提供テキスト >>
地方経済の象徴的存在ともいえるショッピングセンター(SC)が苦戦するケースが現れ始めている。。このような現状を打破する地方商業施設の開発・再生手法を例に再生の道筋を導き出してみたい。

2018年 02月 08日

社会環境の変化が著しい地方都市

地方都市に存在するSCが苦戦する理由は社会的な環境変化が大きな要因だ。少子高齢化による若年層の減少、Eコマース市場の拡大による実店舗のニーズ低下、そして郊外で開発される超大型商業施設との競争…。既存SCの不振を招いた要因は多岐にわたるが、特に少子化による若者世代の減少はSCビジネスの在り方そのものに疑問を投げかける。JLLモールマネジメント代表取締役社長 飯尾太一は「既存SCのテナント構成はアパレルが中心。女性の購買力を頼りにしたMDを主流としていたが、こうしたテナント構成は通用しなくなっている」と指摘する。かつては物販店舗と女性用衣料販売店がテナントの8割強を占めていたが、現在は5割以下に低下するなど、その勢いには陰りが見える。これまで主要なテナントとしてSCを支えてきたが、売上が伸びずに撤退し、別の店舗を誘致することも難しくなっているのだ。

飯尾は「実店舗の需要はバブル崩壊前の1997年頃がピーク。以降の長期的な景気低迷によって商業施設の運営は全般的に『冬の時代』を迎えた。加えて、不動産マーケットの観点から見ると、かつては小売業自ら施設を開発し自店運営をしていたが、ユニクロやIKEAなどのカテゴリーキラーが台頭し自店運営区画を部分的に専門店への賃貸借として切り替える事を余儀なくされた。その結果、館の集客力低下が不採算店舗の閉鎖・撤退に直接の影響を及ぼすようになり、また自ら集客力のあるテナントは賃料の安価なロードサイドへ単独進出するケースも多々見受けられる。商業施設の魅力付けはより難しい時代となった。安定しているのは都市部の一等地に存在する商業施設だけ」と昨今のリテールマーケットの厳しさに言及する。

提示課題 1 >>
提供テキストによると、かつて物販店舗と女性用衣料販売店はテナントの何割強を占めていましたか。
提示課題 2 >>
提供テキストの「2018年 02月 08日」から「ーケットの厳しさに言及する。」までの部分(両端を含む)を、「カテゴリーキラー」を「大型専門店」に置き換えた形に更新して示してください。
提供テキストの内容だけを根拠にしてください。

データ行 >>
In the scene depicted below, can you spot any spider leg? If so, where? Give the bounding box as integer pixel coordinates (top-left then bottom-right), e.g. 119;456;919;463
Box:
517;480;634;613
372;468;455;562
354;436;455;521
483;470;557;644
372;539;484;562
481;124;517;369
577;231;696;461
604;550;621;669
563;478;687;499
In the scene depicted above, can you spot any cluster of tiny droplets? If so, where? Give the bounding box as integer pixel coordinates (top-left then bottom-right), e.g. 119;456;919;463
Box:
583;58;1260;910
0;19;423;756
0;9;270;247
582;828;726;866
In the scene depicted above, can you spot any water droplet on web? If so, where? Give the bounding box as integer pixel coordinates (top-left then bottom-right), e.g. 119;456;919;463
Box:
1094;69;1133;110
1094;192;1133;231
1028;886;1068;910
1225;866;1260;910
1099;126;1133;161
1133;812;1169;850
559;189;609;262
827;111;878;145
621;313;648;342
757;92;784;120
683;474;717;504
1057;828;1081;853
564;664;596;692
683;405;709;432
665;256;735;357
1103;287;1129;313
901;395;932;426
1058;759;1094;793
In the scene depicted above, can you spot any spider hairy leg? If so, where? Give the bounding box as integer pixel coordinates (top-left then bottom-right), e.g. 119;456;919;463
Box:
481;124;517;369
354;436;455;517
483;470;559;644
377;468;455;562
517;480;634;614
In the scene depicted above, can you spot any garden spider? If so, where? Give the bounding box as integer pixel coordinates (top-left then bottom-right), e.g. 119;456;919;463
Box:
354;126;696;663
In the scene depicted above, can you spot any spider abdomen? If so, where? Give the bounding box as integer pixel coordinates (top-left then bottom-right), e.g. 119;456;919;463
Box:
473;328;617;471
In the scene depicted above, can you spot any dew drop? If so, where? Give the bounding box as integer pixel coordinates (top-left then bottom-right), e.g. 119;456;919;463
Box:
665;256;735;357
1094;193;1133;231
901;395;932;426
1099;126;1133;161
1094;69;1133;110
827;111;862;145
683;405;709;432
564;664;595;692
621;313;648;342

記述回答 1 >>
8割強です。

記述回答 2 >>
2018年 02月 08日

社会環境の変化が著しい地方都市

地方都市に存在するSCが苦戦する理由は社会的な環境変化が大きな要因だ。少子高齢化による若年層の減少、Eコマース市場の拡大による実店舗のニーズ低下、そして郊外で開発される超大型商業施設との競争…。既存SCの不振を招いた要因は多岐にわたるが、特に少子化による若者世代の減少はSCビジネスの在り方そのものに疑問を投げかける。JLLモールマネジメント代表取締役社長 飯尾太一は「既存SCのテナント構成はアパレルが中心。女性の購買力を頼りにしたMDを主流としていたが、こうしたテナント構成は通用しなくなっている」と指摘する。かつては物販店舗と女性用衣料販売店がテナントの8割強を占めていたが、現在は5割以下に低下するなど、その勢いには陰りが見える。これまで主要なテナントとしてSCを支えてきたが、売上が伸びずに撤退し、別の店舗を誘致することも難しくなっているのだ。

飯尾は「実店舗の需要はバブル崩壊前の1997年頃がピーク。以降の長期的な景気低迷によって商業施設の運営は全般的に『冬の時代』を迎えた。加えて、不動産マーケットの観点から見ると、かつては小売業自ら施設を開発し自店運営をしていたが、ユニクロやIKEAなどの大型専門店が台頭し自店運営区画を部分的に専門店への賃貸借として切り替える事を余儀なくされた。その結果、館の集客力低下が不採算店舗の閉鎖・撤退に直接の影響を及ぼすようになり、また自ら集客力のあるテナントは賃料の安価なロードサイドへ単独進出するケースも多々見受けられる。商業施設の魅力付けはより難しい時代となった。安定しているのは都市部の一等地に存在する商業施設だけ」と昨今のリテールマーケットの厳しさに言及する。